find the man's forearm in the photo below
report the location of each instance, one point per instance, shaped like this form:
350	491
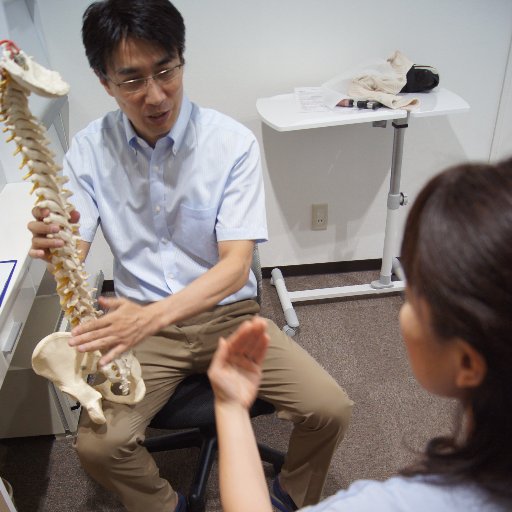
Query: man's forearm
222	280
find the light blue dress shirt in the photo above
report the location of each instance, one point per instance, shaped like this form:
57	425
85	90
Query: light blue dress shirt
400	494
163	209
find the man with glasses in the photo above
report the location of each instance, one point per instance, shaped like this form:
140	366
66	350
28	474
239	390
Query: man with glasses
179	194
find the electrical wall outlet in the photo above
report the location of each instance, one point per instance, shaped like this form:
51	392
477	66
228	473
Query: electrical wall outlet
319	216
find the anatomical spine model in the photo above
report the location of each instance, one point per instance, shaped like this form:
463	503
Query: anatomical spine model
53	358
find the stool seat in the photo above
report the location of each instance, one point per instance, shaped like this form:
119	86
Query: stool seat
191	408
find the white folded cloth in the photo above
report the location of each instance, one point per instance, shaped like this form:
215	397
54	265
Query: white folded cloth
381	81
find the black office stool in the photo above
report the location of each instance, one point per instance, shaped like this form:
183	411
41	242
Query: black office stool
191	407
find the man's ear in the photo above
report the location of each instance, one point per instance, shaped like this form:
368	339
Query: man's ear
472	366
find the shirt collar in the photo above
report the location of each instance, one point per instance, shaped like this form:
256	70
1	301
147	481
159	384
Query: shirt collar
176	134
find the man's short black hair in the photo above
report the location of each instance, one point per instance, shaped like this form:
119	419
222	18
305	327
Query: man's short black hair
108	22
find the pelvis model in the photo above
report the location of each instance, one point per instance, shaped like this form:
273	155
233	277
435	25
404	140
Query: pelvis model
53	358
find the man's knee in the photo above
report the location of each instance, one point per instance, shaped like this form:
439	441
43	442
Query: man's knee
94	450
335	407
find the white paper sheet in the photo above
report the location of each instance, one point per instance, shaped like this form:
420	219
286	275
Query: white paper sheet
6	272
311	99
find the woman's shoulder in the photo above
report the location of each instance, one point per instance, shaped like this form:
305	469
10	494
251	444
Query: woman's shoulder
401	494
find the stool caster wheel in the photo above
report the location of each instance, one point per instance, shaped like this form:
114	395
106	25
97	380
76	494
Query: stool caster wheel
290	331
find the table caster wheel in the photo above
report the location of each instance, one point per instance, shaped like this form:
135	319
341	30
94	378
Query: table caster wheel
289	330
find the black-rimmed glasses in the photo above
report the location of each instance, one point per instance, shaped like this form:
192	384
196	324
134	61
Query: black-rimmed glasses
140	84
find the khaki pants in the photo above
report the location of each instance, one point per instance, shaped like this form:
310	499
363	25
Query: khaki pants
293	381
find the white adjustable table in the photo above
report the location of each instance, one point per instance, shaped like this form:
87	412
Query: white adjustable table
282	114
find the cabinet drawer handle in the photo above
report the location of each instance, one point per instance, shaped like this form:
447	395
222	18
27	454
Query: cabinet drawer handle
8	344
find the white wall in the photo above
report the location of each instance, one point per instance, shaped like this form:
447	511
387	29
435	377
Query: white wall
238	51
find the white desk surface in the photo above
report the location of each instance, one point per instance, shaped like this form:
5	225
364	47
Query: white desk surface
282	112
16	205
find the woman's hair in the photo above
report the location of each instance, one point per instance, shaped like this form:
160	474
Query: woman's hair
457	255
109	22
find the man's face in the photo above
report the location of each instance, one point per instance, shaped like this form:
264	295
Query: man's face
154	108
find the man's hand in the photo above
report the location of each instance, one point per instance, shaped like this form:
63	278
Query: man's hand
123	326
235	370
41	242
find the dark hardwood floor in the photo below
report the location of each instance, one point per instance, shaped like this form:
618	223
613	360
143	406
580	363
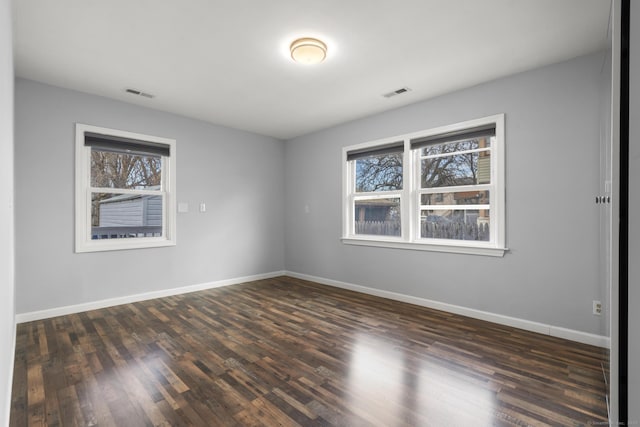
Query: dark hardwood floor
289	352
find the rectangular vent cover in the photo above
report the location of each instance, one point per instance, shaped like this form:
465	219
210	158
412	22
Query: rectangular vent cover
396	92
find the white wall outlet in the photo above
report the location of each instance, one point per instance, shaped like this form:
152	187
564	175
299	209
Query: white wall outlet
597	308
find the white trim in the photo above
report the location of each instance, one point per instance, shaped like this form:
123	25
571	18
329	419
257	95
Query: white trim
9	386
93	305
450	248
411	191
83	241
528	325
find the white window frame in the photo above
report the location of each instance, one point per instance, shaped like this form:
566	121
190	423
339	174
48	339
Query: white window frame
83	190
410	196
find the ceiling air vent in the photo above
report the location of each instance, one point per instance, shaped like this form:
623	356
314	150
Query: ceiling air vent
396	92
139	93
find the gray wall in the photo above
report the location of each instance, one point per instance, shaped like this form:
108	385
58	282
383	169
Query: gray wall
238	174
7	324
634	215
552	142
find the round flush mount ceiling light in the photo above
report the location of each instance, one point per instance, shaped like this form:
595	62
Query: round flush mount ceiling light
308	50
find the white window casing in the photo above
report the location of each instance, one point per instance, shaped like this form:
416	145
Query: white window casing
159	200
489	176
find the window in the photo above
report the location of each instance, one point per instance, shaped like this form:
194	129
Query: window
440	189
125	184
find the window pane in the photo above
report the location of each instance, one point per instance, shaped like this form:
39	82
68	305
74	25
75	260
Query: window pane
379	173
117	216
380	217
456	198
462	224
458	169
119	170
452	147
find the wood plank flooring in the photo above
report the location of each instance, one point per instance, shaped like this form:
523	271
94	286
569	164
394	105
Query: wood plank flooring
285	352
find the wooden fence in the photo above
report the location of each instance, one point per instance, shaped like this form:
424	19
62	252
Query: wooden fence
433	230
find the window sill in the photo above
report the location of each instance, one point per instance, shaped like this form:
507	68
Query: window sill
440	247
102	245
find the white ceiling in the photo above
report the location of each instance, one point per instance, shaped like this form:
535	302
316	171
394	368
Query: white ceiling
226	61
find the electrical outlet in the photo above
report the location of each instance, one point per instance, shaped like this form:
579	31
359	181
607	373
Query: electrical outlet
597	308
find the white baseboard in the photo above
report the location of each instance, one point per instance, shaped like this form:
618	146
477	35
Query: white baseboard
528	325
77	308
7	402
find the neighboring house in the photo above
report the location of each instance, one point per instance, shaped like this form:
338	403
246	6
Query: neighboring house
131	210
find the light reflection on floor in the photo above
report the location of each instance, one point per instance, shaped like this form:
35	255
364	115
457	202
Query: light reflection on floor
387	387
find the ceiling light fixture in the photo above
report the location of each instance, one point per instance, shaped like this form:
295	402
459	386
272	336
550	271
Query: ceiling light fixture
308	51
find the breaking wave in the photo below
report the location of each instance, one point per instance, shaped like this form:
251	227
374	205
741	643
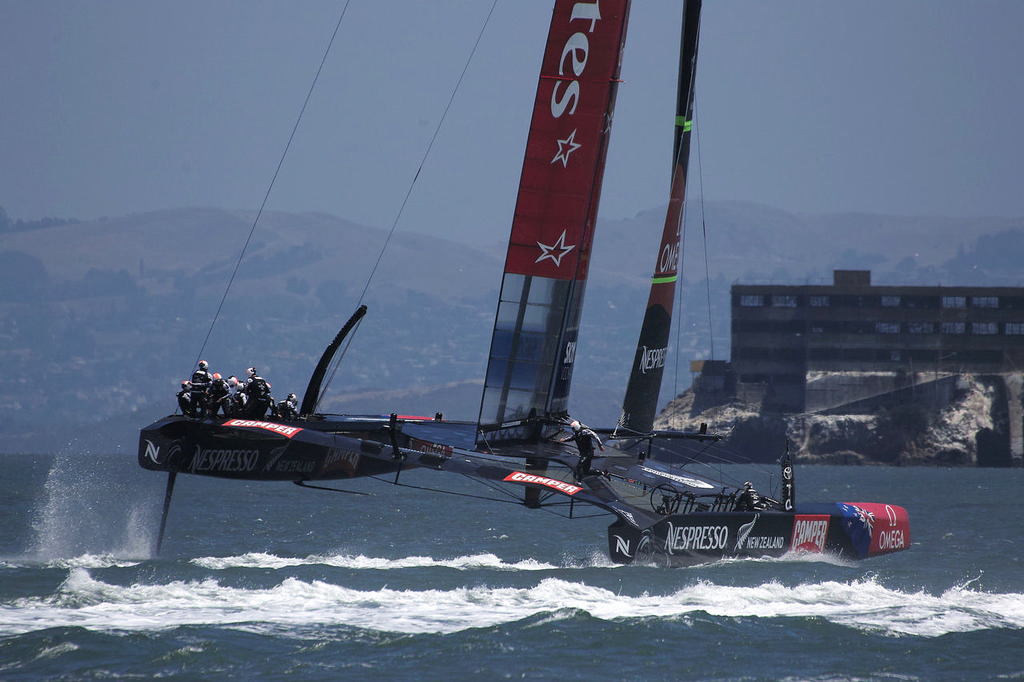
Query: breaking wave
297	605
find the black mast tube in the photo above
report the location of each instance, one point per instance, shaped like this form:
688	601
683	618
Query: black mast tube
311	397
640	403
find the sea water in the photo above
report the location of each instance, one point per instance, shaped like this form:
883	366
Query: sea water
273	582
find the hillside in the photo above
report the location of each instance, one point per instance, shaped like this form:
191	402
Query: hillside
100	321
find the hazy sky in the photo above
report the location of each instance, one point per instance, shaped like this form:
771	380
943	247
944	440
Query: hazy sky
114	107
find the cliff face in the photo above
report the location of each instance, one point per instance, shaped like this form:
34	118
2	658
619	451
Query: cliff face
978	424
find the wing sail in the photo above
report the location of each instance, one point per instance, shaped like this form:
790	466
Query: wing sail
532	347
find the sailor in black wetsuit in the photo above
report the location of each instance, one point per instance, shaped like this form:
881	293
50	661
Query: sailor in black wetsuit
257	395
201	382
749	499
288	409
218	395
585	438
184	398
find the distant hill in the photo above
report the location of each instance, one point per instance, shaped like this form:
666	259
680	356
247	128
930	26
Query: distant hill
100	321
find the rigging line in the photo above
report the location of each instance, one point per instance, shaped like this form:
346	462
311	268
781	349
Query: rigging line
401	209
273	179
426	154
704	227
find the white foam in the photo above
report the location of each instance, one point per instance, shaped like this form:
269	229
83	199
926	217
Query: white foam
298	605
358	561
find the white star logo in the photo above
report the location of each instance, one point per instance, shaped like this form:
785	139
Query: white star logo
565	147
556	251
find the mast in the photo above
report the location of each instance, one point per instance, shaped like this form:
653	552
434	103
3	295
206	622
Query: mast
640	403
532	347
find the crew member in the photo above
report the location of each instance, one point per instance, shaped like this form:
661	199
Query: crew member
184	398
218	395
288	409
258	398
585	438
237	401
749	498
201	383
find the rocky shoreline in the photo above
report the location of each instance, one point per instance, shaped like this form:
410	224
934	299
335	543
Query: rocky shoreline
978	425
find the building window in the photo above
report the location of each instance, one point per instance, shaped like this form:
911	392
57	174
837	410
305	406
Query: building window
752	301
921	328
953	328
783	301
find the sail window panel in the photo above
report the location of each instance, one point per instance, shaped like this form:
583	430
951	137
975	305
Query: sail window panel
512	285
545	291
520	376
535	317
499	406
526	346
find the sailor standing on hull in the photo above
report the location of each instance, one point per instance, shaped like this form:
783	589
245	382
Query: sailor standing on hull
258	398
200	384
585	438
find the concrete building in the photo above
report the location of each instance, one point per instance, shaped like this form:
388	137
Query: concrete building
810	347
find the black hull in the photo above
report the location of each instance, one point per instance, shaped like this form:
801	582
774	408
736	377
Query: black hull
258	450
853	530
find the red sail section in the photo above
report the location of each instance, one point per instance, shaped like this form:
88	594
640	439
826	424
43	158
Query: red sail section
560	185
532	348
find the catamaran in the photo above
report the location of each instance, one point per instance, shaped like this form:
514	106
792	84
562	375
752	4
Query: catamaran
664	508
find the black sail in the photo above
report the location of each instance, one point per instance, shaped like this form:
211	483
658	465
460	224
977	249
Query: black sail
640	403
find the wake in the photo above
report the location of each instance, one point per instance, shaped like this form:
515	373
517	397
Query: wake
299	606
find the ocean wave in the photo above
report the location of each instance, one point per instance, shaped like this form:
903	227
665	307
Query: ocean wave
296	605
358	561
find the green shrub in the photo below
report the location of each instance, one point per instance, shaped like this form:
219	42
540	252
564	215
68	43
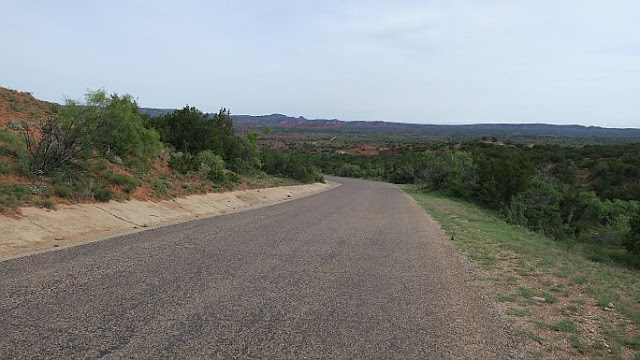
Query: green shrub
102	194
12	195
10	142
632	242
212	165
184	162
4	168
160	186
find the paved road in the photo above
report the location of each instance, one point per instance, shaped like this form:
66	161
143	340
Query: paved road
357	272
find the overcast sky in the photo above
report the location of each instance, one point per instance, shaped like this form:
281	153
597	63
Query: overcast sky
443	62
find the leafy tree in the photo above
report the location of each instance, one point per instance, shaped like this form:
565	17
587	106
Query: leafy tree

> **Goal of the exercise**: All lines from the one holding "find the sailor standing" to the end of the listing above need to be duplicated exactly. None of the pictures should be included.

> **In response**:
find the sailor standing on hull in the photo above
report the location of each instance, one point per instance, shaped like this form:
783	589
245	382
Query: sailor standing on hull
258	398
200	384
585	438
find the concrete building in the photo above
report the location of each instance, one point per instance, shaped like this form:
388	137
Query: concrete building
810	347
find the black hull in the photo above
report the location of each instance, one point per instance, shaped like this form:
801	582
774	408
736	377
Query: black hull
258	450
853	530
find the red sail section in the photo above
report the location of each instance, one point per instance, shaped like this form:
88	594
640	439
826	424
43	158
Query: red sail section
560	185
532	348
find the catamaran in the photo above
report the location of each instance, one point per instance, shaped like this form:
514	106
792	84
562	375
752	4
Query: catamaran
664	508
find the black sail in the photo above
report the location of each instance, one point per instance, shaped like this form:
211	483
658	465
460	224
977	249
Query: black sail
640	403
find the wake in the photo above
report the location of each instance, one point per instance, shaped like this form:
515	373
517	397
Query: wake
299	606
find the ocean wave in the photo above
report the location of each instance, one point per instance, shaped like this form:
903	227
665	307
Query: ocean wave
296	605
358	561
find the green shrub in the photo below
report the location of each instance, one point per instance, shaped like this form:
219	42
540	252
564	215
68	43
Query: green shrub
102	194
12	195
10	142
632	242
212	165
184	162
4	168
160	186
find the paved road in the photo above
report the location of each instance, one point per instance, shaped like this form:
66	161
143	340
Query: paved road
357	272
find the overcast sky in the photo above
report the location of each instance, one point per instance, shaped like this form:
281	153
597	63
Query: overcast sky
443	62
find the leafy tree in the photo above
report the location of each instance, one point per instance, shaped like this form:
565	17
587	106
Query: leafy tree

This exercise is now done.